Dataset records:

-----

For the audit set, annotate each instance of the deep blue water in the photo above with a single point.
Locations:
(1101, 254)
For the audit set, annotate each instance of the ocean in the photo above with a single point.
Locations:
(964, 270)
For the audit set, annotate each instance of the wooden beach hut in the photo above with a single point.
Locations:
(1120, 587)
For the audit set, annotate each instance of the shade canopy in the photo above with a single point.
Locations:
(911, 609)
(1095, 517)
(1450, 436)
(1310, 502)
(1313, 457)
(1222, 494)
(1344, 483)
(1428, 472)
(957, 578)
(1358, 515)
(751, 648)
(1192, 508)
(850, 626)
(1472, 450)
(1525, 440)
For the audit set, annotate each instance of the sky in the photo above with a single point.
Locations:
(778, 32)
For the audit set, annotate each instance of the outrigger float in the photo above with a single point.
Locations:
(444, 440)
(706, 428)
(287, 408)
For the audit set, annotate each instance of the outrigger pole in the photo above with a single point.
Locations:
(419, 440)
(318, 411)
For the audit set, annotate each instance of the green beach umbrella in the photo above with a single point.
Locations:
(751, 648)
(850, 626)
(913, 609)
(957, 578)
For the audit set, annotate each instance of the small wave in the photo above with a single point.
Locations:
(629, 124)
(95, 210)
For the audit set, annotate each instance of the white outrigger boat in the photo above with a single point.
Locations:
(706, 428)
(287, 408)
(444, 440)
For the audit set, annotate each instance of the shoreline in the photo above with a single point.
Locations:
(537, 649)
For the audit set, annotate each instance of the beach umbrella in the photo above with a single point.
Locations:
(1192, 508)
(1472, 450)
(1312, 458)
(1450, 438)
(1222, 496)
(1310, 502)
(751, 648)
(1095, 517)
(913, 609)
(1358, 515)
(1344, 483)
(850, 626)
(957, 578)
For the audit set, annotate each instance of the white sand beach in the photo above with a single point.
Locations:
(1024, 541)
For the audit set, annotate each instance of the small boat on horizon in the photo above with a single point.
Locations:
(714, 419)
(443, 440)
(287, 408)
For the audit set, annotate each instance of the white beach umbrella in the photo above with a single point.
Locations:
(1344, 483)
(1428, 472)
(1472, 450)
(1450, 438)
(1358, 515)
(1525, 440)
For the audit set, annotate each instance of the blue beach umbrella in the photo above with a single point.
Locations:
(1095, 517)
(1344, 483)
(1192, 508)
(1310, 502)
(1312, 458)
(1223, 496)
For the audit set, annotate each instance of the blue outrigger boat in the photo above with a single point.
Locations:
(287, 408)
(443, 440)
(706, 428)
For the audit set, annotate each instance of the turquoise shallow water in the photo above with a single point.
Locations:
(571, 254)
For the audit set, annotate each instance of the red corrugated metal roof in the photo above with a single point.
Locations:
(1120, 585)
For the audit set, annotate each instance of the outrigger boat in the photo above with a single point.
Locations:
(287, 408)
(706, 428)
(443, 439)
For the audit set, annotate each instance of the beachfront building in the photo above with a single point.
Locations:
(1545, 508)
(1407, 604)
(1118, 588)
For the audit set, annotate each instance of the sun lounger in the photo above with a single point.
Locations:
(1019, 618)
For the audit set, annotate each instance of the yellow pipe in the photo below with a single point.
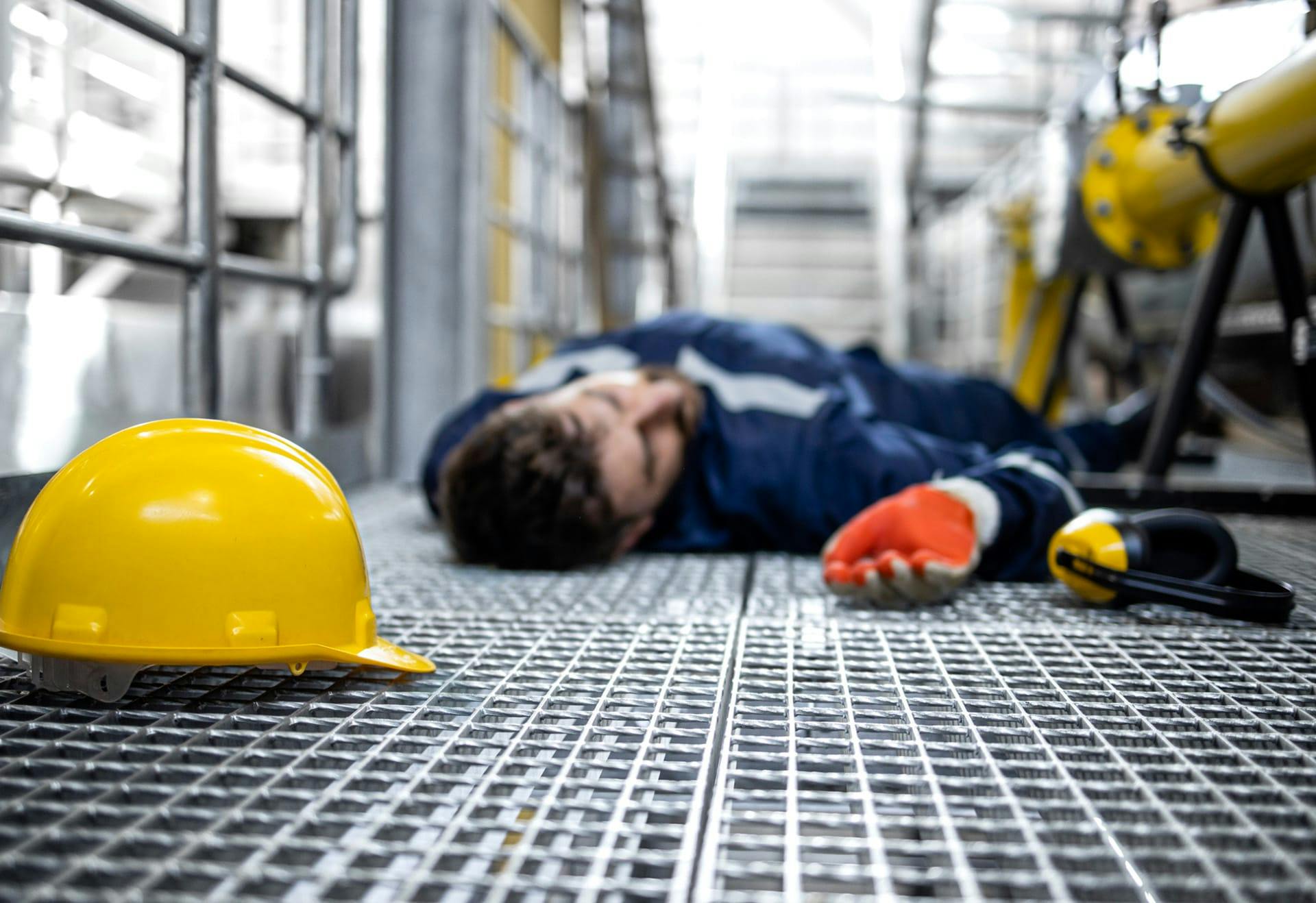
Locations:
(1149, 195)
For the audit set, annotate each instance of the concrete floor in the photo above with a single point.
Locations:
(709, 727)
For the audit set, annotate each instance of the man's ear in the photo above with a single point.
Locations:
(632, 534)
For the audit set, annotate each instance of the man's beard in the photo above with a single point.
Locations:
(691, 410)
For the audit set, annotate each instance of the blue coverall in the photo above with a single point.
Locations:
(798, 437)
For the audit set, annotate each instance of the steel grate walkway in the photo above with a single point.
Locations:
(708, 727)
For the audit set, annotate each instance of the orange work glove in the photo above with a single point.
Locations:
(916, 545)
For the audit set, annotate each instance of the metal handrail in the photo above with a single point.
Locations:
(329, 253)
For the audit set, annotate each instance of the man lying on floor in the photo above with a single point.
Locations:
(689, 434)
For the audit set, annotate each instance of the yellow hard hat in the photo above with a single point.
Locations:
(190, 543)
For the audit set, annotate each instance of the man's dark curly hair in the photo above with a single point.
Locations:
(523, 491)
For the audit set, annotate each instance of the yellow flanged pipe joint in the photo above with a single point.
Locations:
(1152, 181)
(1143, 228)
(188, 543)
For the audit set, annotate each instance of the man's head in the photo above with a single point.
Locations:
(570, 477)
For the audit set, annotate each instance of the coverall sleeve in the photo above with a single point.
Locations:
(1036, 499)
(879, 458)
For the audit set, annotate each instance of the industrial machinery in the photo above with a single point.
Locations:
(1152, 187)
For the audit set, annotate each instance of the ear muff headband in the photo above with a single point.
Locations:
(1248, 597)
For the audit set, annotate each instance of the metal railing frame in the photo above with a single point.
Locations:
(540, 128)
(328, 265)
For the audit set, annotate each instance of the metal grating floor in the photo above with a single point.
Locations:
(692, 727)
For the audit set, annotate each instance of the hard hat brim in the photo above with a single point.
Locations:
(387, 654)
(382, 654)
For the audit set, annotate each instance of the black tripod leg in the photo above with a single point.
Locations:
(1124, 327)
(1194, 345)
(1069, 325)
(1291, 287)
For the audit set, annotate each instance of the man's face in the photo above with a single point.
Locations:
(642, 420)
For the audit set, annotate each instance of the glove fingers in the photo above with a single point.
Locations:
(921, 560)
(872, 584)
(886, 562)
(858, 537)
(911, 585)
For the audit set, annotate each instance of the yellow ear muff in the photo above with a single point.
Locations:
(1093, 536)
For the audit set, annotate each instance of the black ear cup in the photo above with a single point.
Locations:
(1189, 545)
(1175, 556)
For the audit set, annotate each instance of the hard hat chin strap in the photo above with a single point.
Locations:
(1247, 595)
(103, 681)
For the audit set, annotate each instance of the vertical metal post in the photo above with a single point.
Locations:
(1291, 288)
(436, 217)
(1194, 347)
(344, 260)
(313, 361)
(1060, 361)
(200, 219)
(1119, 308)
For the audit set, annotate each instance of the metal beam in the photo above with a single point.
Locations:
(1049, 14)
(435, 224)
(921, 121)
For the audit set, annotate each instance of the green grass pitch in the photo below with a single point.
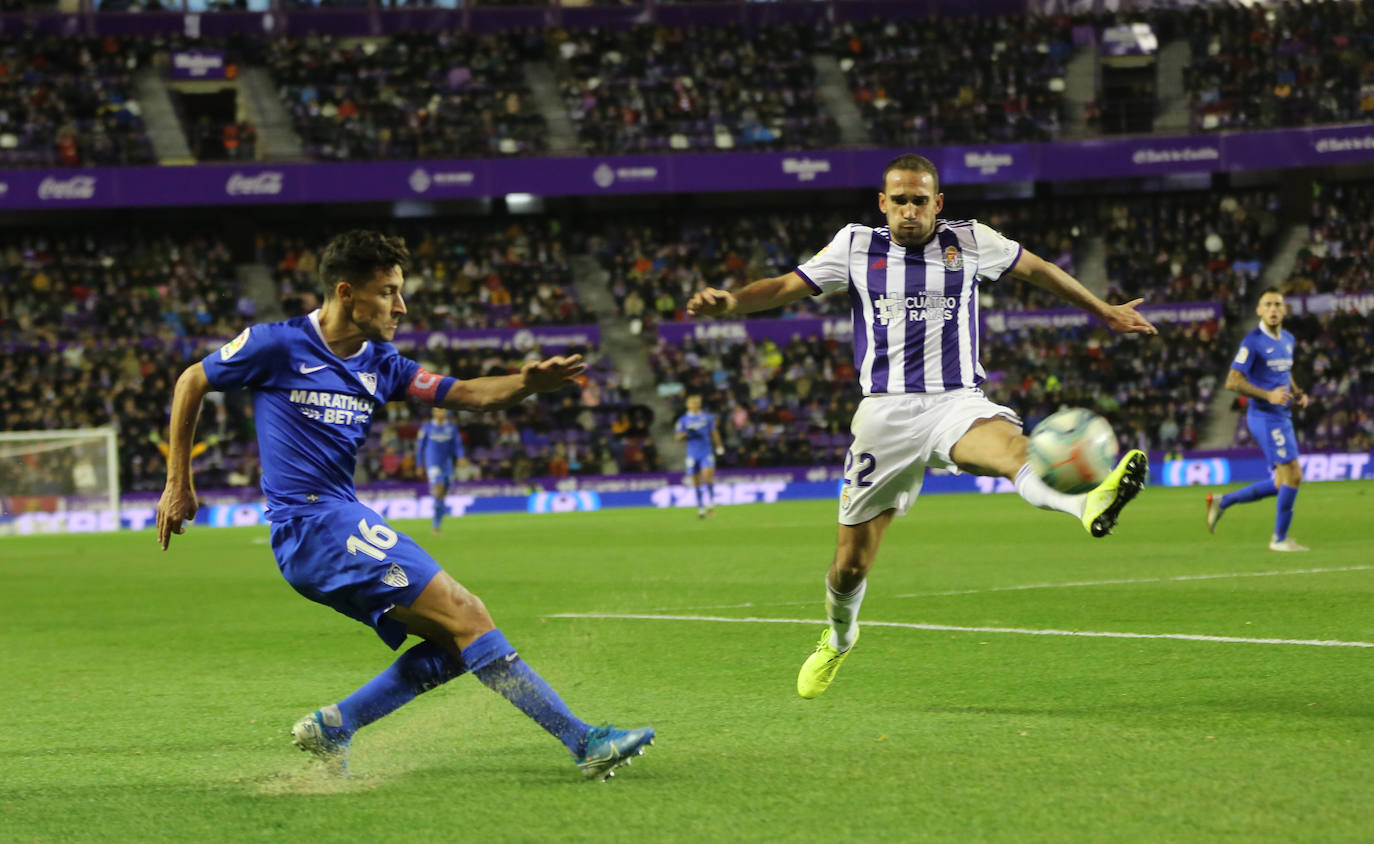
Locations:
(149, 696)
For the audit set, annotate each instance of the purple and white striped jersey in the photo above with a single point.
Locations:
(915, 312)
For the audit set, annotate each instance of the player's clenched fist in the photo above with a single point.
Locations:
(711, 303)
(553, 373)
(176, 505)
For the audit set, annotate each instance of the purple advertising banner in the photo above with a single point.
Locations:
(1113, 158)
(1332, 303)
(551, 338)
(198, 65)
(739, 330)
(840, 327)
(590, 176)
(1069, 318)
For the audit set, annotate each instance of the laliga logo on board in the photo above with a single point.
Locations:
(805, 169)
(268, 183)
(76, 187)
(988, 164)
(197, 63)
(605, 175)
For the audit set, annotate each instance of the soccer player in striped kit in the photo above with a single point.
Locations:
(913, 287)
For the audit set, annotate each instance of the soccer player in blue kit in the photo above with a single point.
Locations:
(437, 448)
(702, 446)
(1263, 371)
(316, 381)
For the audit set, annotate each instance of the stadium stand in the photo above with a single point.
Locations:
(69, 102)
(662, 90)
(1282, 65)
(958, 80)
(414, 95)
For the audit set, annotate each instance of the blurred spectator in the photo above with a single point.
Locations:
(700, 88)
(412, 95)
(958, 79)
(69, 102)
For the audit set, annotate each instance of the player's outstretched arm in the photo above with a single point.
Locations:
(1035, 270)
(495, 392)
(177, 502)
(763, 294)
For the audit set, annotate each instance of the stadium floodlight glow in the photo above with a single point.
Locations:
(524, 204)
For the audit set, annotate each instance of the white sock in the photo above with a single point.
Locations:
(842, 612)
(1040, 495)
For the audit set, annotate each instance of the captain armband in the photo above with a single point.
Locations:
(430, 388)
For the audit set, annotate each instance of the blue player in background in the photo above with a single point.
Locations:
(316, 382)
(1263, 371)
(698, 428)
(437, 448)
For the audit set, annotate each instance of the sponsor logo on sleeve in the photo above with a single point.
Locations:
(231, 348)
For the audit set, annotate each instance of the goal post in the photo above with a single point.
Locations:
(58, 481)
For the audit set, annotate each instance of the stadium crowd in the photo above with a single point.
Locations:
(1200, 246)
(956, 79)
(700, 88)
(69, 101)
(473, 275)
(415, 95)
(1257, 66)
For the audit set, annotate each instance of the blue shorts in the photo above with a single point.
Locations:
(349, 558)
(1275, 436)
(698, 462)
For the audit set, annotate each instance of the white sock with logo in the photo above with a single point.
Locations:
(842, 611)
(1040, 495)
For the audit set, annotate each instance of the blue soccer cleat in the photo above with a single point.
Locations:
(313, 736)
(609, 748)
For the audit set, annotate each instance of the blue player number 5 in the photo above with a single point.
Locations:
(375, 540)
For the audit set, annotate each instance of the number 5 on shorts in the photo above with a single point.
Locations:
(864, 470)
(375, 540)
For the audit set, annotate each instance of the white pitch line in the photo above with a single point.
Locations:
(1024, 631)
(1044, 586)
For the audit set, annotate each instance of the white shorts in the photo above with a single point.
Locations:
(896, 437)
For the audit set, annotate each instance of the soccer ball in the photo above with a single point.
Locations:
(1072, 450)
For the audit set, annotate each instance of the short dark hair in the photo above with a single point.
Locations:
(911, 162)
(357, 256)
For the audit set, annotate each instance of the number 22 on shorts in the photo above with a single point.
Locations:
(867, 463)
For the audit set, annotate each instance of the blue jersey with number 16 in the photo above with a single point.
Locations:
(312, 407)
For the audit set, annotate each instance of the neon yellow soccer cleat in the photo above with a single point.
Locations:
(819, 670)
(1105, 503)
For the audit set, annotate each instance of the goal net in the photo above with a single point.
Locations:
(59, 481)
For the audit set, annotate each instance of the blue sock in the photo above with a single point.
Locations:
(493, 661)
(440, 510)
(414, 672)
(1251, 494)
(1285, 512)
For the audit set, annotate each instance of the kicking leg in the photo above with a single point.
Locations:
(995, 447)
(458, 620)
(856, 547)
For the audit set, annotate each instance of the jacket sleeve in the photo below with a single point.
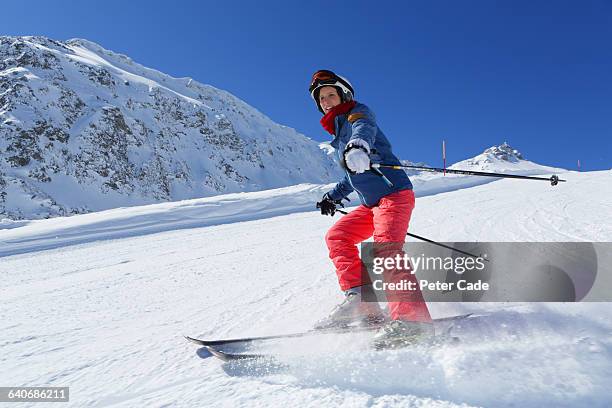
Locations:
(341, 190)
(363, 121)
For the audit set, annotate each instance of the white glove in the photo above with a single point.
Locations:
(357, 160)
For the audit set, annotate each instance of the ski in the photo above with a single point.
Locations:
(222, 342)
(269, 359)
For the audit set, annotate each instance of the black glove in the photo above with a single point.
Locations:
(328, 206)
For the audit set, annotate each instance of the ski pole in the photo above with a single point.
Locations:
(431, 241)
(554, 180)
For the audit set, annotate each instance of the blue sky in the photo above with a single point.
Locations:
(475, 73)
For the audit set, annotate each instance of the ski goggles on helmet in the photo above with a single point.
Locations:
(322, 77)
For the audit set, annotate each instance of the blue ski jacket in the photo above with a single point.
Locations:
(360, 123)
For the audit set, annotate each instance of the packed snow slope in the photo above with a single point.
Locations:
(103, 307)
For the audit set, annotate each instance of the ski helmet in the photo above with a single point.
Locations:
(325, 77)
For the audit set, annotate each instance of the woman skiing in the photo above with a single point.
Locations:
(384, 213)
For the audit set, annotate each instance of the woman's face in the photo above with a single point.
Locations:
(328, 98)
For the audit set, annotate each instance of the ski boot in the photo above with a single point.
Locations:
(352, 311)
(402, 333)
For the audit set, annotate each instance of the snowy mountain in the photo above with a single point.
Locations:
(111, 327)
(503, 159)
(85, 129)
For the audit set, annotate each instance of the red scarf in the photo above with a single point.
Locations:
(328, 120)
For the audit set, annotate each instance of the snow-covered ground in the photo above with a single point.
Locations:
(100, 302)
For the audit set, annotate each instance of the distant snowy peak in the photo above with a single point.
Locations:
(84, 129)
(504, 152)
(503, 158)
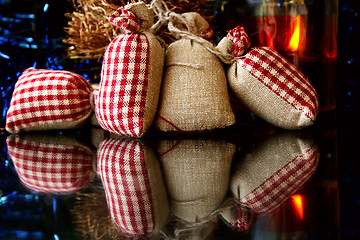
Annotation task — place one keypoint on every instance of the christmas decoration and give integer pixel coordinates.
(194, 93)
(133, 184)
(268, 84)
(51, 163)
(196, 173)
(131, 74)
(49, 99)
(89, 31)
(290, 160)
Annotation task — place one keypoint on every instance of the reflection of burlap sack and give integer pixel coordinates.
(131, 74)
(133, 185)
(194, 93)
(269, 85)
(48, 163)
(274, 170)
(196, 174)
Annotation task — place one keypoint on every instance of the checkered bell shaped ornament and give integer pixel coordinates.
(273, 171)
(239, 217)
(51, 164)
(49, 99)
(268, 84)
(133, 184)
(131, 74)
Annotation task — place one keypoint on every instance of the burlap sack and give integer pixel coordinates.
(196, 174)
(131, 74)
(134, 186)
(269, 85)
(194, 93)
(49, 99)
(273, 171)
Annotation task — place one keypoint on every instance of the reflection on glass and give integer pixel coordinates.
(54, 164)
(197, 178)
(134, 187)
(269, 175)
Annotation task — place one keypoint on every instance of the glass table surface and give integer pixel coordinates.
(242, 182)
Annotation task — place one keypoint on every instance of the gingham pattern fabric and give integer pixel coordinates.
(276, 189)
(51, 167)
(125, 20)
(122, 168)
(208, 34)
(48, 97)
(275, 72)
(240, 39)
(283, 78)
(121, 101)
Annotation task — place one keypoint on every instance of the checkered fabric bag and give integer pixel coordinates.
(197, 175)
(133, 184)
(50, 164)
(49, 99)
(131, 74)
(282, 165)
(194, 94)
(268, 84)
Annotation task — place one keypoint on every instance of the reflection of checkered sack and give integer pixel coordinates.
(273, 171)
(196, 174)
(131, 74)
(268, 84)
(194, 93)
(49, 99)
(133, 185)
(51, 164)
(239, 217)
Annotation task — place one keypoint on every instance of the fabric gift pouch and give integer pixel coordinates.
(266, 177)
(49, 99)
(268, 84)
(274, 170)
(52, 164)
(131, 74)
(134, 186)
(194, 94)
(196, 173)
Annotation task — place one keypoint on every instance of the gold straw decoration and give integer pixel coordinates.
(89, 32)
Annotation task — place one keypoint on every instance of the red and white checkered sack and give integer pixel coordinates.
(49, 164)
(268, 84)
(49, 99)
(282, 165)
(133, 185)
(131, 74)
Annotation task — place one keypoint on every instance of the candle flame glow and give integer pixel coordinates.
(297, 200)
(295, 38)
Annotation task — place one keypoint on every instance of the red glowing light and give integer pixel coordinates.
(295, 38)
(298, 201)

-----

_TASK:_ Reproduce without any changes the stretch of the data from the line containing "For the audit set, annotate each instance of the short" through the line containing "(1105, 503)", including both of those lines.

_TASK RESULT:_
For the audit set, annotate each instance of the short dark hair in the photo above with a single point.
Locations:
(911, 162)
(357, 256)
For the audit set, annotate each instance of the number 22 on shorts in the photo above with a single point.
Locations:
(867, 463)
For the audit set, annotate each instance of the blue jersey with number 16 in the photo above with a single point.
Locations:
(312, 407)
For the audit set, annotate each instance of the neon yellow soccer cleat in the photo above with a single point.
Locations:
(819, 670)
(1105, 503)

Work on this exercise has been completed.